* Given passage:
******************************

Second, consider the following case (Garber, 1983). Example 7. Let S be the special relativity theory, C be the classical mechanics, and P be Mercury’s perihelion precession. So \(S\vdash _{K}P\) but \(C\not \vdash _{K}P\), where K is the scientists’ background knowledge in the early 20th century and \(\vdash\) is a logical entailment operator. So, S provides an adequate deductive-nomological explanation for P but C does not. Let \(t_{1}\) be a time after Einstein had proposed the special relativity theory but before anybody figured out that S entails P (under K).Footnote 36 Let \(t_{2}\) be a time at which scientists finally realized that S entails P. Assume that, before \(t_{2}\), scientists never thought about whether (\(X_{S}\)) S provides an adequate deductive nomological explanation of P (with the help of K), but at \(t_{2}\), they realized that \(X_{S}\) holds. So, \({\mathfrak {F}}_{1}\not \ni X_{S}\in {\mathfrak {F}}_{2}\), where \({\mathfrak {F}}_{1}\) and \({\mathfrak {F}}_{2}\) are the domains of scientists’ credence functions at \(t_{1}\) and \(t_{2}\).

Until \(t_1\), scientists have observed P for a long time. Thus,

$$\begin{aligned} c_{1}\left( S|P \& K\right) =c_{1}\left( S|K\right) . \end{aligned}$$
(22)

By definition, \(p\left( S|P \& K\right) =p\left( S|K\right)\) for any extension \(p\left( \cdot \right)\) of \(c_{1}\left( \cdot \right)\) to \({\mathfrak {F}}_{2}\). Also, the fact that \(S\vdash _{K}P\)—i.e., the fact that special relativity theory entails Mercury’s perihelion precession under K—must have been evidence for S. Since \(X_{S}\) entails that fact,

$$\begin{aligned} p\left( S|P \& X_{S} \& K\right) >p\left( S|M \& K\right) \end{aligned}$$
(23)

(for any ...). For centuries, scientists had known that (\(\lnot X_{C})\) C fails to provide an adequate deductive-nomological explanation for P. So, K includes \(\lnot X_{C}.\) Thus,

$$\begin{aligned} p\left( S|P \& X_{S} \& \lnot X_{C} \& K\right) >p\left( S|M \& K\right) \end{aligned}$$
(24)

(for any ...). This counterexample to SOT is from the real history of science. There are likely to be many similar cases. Indeed, Example 2 was another case in which the special relativity theory was confirmed by predicting observed data through logical reasoning.Footnote 37

Admittedly, the above defense of EIB needs further elaboration. For instance, we have not discussed whether EIB can be successfully used when an agent realizes that a hypothesis provides an adequately unified explanation of observed phenomena (Kitcher, 1989). Unfortunately, a more detailed discussion of this and other related issues is beyond the scope of this paper. Still, two points should be noted. First, McCain and Poston write:

Given the ubiquity of IBE in everyday life and the sciences, we find it surprising that William Roche and Elliott Sober (2013) have recently attempted to show that explanatoriness is evidentially irrelevant. (McCain & Poston, 2014)

******************************

* Entries provided:
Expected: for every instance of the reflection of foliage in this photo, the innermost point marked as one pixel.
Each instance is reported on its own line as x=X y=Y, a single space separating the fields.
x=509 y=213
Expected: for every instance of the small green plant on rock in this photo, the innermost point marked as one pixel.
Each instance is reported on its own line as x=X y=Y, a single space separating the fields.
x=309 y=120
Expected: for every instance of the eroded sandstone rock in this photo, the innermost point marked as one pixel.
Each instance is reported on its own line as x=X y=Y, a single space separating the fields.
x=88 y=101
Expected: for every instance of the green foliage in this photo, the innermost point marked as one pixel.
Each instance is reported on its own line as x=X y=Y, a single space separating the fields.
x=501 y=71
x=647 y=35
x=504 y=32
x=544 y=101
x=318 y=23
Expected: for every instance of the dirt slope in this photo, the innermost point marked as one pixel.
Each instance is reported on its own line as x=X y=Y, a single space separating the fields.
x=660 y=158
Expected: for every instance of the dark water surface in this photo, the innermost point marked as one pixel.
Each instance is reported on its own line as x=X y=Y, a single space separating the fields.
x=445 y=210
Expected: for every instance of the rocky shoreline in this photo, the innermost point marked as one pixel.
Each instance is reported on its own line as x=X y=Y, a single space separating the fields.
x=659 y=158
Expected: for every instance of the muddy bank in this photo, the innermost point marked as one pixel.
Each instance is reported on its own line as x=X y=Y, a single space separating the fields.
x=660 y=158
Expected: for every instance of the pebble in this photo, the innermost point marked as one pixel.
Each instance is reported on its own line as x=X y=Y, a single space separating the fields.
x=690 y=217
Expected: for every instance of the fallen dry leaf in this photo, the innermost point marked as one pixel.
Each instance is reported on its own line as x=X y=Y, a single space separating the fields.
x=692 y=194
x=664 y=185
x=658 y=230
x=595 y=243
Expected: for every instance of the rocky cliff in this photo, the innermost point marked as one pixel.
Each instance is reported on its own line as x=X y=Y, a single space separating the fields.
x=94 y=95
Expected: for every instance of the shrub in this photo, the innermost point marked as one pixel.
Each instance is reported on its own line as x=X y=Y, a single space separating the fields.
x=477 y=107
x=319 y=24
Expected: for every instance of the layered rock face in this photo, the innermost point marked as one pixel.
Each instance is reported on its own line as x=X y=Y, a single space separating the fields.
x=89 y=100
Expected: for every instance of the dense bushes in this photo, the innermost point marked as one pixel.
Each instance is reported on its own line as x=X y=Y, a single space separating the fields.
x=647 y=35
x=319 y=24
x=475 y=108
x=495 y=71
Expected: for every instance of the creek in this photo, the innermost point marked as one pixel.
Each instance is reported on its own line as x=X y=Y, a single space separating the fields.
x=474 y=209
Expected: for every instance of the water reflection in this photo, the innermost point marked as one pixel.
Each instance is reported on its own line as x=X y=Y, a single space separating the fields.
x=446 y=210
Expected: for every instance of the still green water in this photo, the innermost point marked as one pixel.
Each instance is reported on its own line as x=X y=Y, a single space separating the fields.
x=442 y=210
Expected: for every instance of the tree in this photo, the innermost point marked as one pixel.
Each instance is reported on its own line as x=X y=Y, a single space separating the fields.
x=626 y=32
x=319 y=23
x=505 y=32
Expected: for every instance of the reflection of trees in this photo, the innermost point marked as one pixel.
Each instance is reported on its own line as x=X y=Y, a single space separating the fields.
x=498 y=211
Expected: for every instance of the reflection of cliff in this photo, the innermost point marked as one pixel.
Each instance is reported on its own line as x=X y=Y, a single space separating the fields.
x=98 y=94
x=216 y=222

******************************

* Activity 1: In the passage on explanation and confirmation, rewrite the part that opens with the words containing "Admittedly, the above" and closes with "(McCain & Poston, 2014)", switching "everyday life" to "daily life".
* Activity 2:
Answer these about the passage on explanation and confirmation:
(a) In Example 7, what does P stand for?
(b) Which work is cited for the idea of a hypothesis giving an adequately unified explanation of observed phenomena?
(c) In what year did Roche and Sober attempt to show that explanatoriness is evidentially irrelevant?
* Activity 3: Extend the passage on explanation and confirmation, picking up from where it stops.
The items are unrelated to the work here.

* Expected output 1:
Admittedly, the above defense of EIB needs further elaboration. For instance, we have not discussed whether EIB can be successfully used when an agent realizes that a hypothesis provides an adequately unified explanation of observed phenomena (Kitcher, 1989). Unfortunately, a more detailed discussion of this and other related issues is beyond the scope of this paper. Still, two points should be noted. First, McCain and Poston write:

Given the ubiquity of IBE in daily life and the sciences, we find it surprising that William Roche and Elliott Sober (2013) have recently attempted to show that explanatoriness is evidentially irrelevant. (McCain & Poston, 2014)

* Expected output 2:
(a) Mercury's perihelion precession
(b) Kitcher, 1989
(c) 2013

* Expected output 3:
For this reason, it is unlikely that statistic data always screen off explanatory information in all ordinary and scientific inquiries. So there must be a nonempty set of realistic cases in which one can update the credal state in accordance with EIB. Second, in no matter how broad a range of cases in which such data screen off such information, EIB will be a better hybrid model of inference for the no-screening-off cases than the extra boost view or constraint compatibilism, for the reasons discussed in the earlier sections.

7 Conclusion

This paper defended a new hybrid model of scientific reasoning, EIB. First, I developed it by combining imprecise Bayesianism with IBE. When applied to examples, EIB returned the plausible verdict that evidence tends to favor a hypothesis providing a better explanation of it. Then, I compared it with two other hybrid models. Unlike the extra boost view, EIB does not expose those who comply with it to the risk of diachronic Dutch book. Whenever the given agent’s priors are precise and not extended, EIB maximizes the expected practical and epistemic utilities of her future action and credences. In comparison with constraint compatibilism, EIB is a better model of reasoning for the descriptive and normative purposes. Finally, EIB applies to all cases in which frequency data do not screen off explanatory information. Overall, EIB is the best of the three models.